--- Start of Passage ---

This repository contains the source code for our IROS 2022 paper "Grounding Commands for Autonomous Vehicles via Region-specific Dynamic Layer Attention".
Our code is built on the excellent repository of VOLTA.
We also upload a demo video of our model in here.
If you use this code, please cite our paper:
@inproceedings{conf/acl/chan19keyphraseRL,
title={Grounding Commands for Autonomous Vehicles via Layer Fusion with Region-specific Dynamic Layer Attention},
author={Hou Pong Chan and Mingxi Guo and Cheng-Zhong Xu},
booktitle={Proceedings of IROS},
year={2022}
}
1. Create a fresh conda environment, and install all dependencies.
conda create -n volta python=3.6
conda activate volta
pip install -r requirements.txt
2. Install PyTorch
conda install pytorch=1.4.0 torchvision=0.5 cudatoolkit=10.1 -c pytorch
3. Install apex. If you use a cluster, you may want to first run commands like the following:
module load cuda/10.1.105
module load gcc/8.3.0-cuda
4. Setup the refer
submodule for Referring Expression Comprehension:
cd tools/refer; make
5. Install this codebase as a package in this environment.
python setup.py develop
We conduct experiments on the Talk2Car dataset. If you use this dataset, please cite their paper.
Thierry Deruyttere, Simon Vandenhende, Dusan Grujicic, Luc Van Gool, Marie-Francine Moens:
Talk2Car: Taking Control of Your Self-Driving Car. EMNLP 2019
The followings are our preprocessed data.

--- End of Passage ---
--- Start of Task input ---

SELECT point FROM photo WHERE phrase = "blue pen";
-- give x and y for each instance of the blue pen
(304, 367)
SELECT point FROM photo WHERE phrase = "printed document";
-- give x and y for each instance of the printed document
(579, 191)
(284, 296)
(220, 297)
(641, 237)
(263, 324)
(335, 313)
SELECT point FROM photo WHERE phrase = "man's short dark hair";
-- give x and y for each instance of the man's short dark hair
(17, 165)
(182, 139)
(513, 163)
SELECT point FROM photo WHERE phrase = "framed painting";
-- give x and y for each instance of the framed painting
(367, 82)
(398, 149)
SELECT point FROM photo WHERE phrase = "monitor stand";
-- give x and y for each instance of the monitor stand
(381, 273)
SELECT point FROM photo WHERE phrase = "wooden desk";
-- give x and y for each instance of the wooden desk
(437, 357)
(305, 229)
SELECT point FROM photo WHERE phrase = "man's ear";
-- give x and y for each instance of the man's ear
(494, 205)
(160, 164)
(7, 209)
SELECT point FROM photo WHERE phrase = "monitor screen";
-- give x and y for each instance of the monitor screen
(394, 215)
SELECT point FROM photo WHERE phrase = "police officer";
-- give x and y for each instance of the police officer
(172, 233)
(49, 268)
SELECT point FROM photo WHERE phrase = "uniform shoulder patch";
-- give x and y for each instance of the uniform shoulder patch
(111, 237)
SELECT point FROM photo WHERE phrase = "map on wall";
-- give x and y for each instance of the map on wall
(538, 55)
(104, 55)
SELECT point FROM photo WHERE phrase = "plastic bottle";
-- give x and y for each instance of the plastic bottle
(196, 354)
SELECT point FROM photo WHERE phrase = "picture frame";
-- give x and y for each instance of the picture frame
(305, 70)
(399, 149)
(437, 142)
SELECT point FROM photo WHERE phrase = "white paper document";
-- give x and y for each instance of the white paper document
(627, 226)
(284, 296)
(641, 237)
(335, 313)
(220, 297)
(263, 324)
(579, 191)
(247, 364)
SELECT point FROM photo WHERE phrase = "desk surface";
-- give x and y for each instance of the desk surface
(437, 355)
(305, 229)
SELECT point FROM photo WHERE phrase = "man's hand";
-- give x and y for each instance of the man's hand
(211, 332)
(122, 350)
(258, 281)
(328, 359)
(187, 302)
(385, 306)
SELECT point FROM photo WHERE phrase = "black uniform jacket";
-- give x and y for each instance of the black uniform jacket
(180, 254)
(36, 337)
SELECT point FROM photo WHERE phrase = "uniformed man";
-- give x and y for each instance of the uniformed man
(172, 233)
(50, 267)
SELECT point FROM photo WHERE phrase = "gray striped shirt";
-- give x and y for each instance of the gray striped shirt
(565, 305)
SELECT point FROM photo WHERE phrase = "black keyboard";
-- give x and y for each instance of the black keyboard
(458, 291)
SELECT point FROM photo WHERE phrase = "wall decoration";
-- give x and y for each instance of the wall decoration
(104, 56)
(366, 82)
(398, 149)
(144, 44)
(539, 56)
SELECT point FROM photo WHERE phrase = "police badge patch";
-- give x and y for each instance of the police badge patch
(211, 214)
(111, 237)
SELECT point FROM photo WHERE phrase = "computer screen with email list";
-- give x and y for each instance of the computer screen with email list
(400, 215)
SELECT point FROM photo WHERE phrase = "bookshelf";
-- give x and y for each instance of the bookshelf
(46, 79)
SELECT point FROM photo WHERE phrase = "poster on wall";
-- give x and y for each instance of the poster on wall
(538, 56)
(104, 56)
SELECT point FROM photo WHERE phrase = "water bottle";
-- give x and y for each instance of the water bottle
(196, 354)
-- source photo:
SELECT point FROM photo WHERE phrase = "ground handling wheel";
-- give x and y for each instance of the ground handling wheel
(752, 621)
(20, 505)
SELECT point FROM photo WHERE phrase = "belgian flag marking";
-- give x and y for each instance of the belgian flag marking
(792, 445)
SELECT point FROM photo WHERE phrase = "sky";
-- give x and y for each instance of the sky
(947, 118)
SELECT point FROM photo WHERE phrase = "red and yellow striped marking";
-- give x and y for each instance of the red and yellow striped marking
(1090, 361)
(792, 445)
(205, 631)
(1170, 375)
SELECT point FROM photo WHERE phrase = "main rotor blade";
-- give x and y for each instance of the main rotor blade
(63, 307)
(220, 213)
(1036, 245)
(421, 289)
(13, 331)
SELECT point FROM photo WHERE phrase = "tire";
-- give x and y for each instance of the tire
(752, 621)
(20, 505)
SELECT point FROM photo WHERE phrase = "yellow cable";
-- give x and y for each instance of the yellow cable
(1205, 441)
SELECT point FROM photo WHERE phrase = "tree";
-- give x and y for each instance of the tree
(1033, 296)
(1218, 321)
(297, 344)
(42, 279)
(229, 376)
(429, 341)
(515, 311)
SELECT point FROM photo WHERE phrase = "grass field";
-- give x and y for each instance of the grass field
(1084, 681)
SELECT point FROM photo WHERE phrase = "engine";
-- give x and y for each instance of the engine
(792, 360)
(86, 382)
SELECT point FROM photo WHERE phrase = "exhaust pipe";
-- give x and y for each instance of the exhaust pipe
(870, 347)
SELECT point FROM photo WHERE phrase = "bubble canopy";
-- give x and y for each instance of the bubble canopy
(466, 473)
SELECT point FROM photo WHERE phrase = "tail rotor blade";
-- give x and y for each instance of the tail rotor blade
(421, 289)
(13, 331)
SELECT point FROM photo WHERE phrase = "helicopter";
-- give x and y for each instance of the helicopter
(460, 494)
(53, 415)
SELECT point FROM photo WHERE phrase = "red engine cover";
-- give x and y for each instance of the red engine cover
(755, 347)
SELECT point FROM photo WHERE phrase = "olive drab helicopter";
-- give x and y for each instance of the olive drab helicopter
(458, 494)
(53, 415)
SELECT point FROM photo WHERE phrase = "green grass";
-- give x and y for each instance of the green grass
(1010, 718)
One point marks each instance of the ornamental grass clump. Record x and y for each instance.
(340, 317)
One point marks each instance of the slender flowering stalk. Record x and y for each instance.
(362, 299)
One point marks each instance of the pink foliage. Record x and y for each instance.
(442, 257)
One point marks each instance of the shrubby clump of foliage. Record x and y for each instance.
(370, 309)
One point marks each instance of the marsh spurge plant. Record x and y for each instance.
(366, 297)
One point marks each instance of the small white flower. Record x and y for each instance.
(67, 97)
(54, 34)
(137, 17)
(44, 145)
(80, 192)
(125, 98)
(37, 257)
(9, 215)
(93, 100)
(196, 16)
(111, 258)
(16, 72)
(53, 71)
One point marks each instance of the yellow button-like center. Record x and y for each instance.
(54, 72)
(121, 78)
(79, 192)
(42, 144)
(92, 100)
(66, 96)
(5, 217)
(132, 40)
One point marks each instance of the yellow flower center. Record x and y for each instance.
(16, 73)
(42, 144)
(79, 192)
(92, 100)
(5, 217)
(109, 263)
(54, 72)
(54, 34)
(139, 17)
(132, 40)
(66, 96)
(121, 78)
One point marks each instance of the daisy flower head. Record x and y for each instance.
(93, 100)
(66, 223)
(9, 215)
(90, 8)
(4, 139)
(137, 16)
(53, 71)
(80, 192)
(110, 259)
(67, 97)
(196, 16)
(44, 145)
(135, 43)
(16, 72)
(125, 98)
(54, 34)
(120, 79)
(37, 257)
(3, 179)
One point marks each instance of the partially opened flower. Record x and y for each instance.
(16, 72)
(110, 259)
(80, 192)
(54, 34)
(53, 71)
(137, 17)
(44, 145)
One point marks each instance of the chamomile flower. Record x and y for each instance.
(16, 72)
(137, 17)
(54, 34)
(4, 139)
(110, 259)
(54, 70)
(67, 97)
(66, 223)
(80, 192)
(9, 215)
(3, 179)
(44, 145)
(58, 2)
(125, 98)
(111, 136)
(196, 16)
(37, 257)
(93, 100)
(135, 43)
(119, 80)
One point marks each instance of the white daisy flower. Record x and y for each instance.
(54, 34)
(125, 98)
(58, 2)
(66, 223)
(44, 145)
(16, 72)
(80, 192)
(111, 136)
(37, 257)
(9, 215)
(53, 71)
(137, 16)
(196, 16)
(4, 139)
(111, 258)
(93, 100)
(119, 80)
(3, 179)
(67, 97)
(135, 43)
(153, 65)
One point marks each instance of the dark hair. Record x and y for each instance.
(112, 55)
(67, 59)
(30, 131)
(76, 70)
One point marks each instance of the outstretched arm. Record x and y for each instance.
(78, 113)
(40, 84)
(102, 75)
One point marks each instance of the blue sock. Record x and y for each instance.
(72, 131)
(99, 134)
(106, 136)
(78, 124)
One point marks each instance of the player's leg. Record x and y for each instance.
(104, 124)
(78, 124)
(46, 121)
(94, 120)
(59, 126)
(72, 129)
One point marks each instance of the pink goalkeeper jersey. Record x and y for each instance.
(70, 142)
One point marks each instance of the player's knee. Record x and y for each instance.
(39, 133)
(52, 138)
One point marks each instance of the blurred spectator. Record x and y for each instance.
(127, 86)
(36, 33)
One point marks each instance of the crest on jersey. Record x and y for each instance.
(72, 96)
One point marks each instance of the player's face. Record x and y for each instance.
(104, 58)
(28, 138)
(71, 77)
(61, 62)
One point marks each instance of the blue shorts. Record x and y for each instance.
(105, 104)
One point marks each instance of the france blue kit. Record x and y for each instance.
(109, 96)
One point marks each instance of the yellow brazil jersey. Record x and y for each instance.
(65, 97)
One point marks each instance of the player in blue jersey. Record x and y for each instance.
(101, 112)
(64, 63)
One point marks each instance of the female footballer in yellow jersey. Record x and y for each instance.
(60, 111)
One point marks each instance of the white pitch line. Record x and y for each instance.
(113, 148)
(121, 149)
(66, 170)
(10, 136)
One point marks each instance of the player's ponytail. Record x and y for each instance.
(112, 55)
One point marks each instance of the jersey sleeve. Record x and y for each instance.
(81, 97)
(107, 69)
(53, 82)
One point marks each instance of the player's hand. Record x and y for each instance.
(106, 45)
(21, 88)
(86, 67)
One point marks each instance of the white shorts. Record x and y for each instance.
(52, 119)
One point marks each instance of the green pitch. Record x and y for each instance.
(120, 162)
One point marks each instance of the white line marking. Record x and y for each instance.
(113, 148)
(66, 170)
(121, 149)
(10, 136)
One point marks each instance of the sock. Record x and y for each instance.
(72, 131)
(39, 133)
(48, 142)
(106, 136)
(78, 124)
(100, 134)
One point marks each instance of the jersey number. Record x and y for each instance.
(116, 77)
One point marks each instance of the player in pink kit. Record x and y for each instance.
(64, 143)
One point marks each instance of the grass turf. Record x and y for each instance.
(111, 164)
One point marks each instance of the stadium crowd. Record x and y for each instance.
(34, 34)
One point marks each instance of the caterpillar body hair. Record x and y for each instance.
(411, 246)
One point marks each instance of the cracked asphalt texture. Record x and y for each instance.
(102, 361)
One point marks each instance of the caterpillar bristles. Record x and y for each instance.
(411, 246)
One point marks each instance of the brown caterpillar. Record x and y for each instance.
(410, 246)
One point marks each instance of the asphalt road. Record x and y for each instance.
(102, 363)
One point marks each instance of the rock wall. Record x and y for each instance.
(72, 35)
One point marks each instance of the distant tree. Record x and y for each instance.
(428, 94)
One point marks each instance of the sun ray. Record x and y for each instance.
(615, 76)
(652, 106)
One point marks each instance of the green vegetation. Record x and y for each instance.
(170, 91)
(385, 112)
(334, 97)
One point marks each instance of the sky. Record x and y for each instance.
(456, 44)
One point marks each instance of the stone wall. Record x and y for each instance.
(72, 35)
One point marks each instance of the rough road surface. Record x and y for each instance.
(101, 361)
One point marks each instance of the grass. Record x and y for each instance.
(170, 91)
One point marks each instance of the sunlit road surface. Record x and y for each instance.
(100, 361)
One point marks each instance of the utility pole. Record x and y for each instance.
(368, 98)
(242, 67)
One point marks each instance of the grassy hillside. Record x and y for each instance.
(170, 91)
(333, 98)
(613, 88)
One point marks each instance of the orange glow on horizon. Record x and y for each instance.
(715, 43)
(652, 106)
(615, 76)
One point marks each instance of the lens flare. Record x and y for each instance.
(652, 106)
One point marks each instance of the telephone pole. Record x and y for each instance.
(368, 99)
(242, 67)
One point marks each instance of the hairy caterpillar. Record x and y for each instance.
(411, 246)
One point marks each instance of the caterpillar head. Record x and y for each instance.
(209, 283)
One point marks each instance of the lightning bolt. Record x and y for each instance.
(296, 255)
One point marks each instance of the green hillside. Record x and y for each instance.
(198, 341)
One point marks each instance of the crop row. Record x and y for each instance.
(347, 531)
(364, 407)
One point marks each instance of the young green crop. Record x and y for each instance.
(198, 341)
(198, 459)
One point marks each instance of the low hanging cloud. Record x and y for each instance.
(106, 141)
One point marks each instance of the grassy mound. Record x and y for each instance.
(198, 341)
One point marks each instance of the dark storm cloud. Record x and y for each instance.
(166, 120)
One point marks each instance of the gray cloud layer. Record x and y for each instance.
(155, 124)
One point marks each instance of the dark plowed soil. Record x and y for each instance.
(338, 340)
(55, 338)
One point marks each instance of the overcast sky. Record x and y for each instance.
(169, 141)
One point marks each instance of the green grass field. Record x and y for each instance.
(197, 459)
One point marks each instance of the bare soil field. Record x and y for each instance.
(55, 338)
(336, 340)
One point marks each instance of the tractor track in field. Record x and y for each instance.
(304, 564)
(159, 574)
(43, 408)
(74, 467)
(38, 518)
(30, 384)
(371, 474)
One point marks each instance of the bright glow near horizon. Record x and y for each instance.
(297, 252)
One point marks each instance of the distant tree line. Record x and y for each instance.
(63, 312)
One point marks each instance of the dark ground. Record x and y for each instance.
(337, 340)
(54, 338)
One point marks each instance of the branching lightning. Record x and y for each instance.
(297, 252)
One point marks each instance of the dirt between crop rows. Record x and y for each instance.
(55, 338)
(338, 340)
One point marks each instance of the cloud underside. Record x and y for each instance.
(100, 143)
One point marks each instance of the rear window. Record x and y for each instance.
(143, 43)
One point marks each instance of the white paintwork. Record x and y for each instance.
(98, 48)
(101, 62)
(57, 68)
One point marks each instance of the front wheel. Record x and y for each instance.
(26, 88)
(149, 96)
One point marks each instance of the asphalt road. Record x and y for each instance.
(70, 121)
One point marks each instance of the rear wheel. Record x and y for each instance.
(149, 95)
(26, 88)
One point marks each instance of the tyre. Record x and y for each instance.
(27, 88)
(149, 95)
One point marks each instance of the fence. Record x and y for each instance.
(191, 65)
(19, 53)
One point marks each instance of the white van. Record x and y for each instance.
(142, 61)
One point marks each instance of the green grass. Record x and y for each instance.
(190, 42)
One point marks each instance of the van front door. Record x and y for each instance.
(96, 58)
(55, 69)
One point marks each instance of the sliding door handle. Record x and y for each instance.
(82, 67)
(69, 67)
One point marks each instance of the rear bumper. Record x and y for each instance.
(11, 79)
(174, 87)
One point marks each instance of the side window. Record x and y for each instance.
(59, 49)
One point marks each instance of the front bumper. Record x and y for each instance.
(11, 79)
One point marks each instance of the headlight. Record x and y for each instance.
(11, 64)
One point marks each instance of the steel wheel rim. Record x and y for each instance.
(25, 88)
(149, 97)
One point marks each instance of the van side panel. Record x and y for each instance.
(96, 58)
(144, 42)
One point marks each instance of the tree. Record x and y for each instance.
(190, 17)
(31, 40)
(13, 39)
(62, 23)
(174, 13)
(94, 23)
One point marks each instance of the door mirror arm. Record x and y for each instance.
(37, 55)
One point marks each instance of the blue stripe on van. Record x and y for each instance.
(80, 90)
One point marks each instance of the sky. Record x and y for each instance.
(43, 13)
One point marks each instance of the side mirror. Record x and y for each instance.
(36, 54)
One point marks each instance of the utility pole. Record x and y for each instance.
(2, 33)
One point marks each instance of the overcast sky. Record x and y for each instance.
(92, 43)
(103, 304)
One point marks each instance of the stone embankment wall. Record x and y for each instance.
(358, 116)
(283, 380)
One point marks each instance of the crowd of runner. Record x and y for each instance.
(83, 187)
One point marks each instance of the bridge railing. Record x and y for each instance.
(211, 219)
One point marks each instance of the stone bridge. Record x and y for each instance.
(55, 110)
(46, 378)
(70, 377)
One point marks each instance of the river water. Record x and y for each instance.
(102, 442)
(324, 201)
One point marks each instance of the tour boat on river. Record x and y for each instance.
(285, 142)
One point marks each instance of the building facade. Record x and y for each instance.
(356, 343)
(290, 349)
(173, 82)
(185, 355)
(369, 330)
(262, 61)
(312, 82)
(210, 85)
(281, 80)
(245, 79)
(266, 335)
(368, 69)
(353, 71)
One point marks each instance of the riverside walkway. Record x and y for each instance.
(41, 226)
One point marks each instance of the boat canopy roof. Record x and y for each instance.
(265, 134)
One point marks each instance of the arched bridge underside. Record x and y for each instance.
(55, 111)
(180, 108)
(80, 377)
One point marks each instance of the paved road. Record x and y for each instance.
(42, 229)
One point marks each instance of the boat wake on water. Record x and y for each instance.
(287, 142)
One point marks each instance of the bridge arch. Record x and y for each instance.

--- End of Task input ---

Task instructions »
[1] According to the README, which dataset are the experiments conducted on?
[2] Count the lines in the rows that contain the string "poster", and reply with the number alone.
The README and the rows have nothing to do with each other.

Written answers »
[1] The Talk2Car dataset.

[2] 2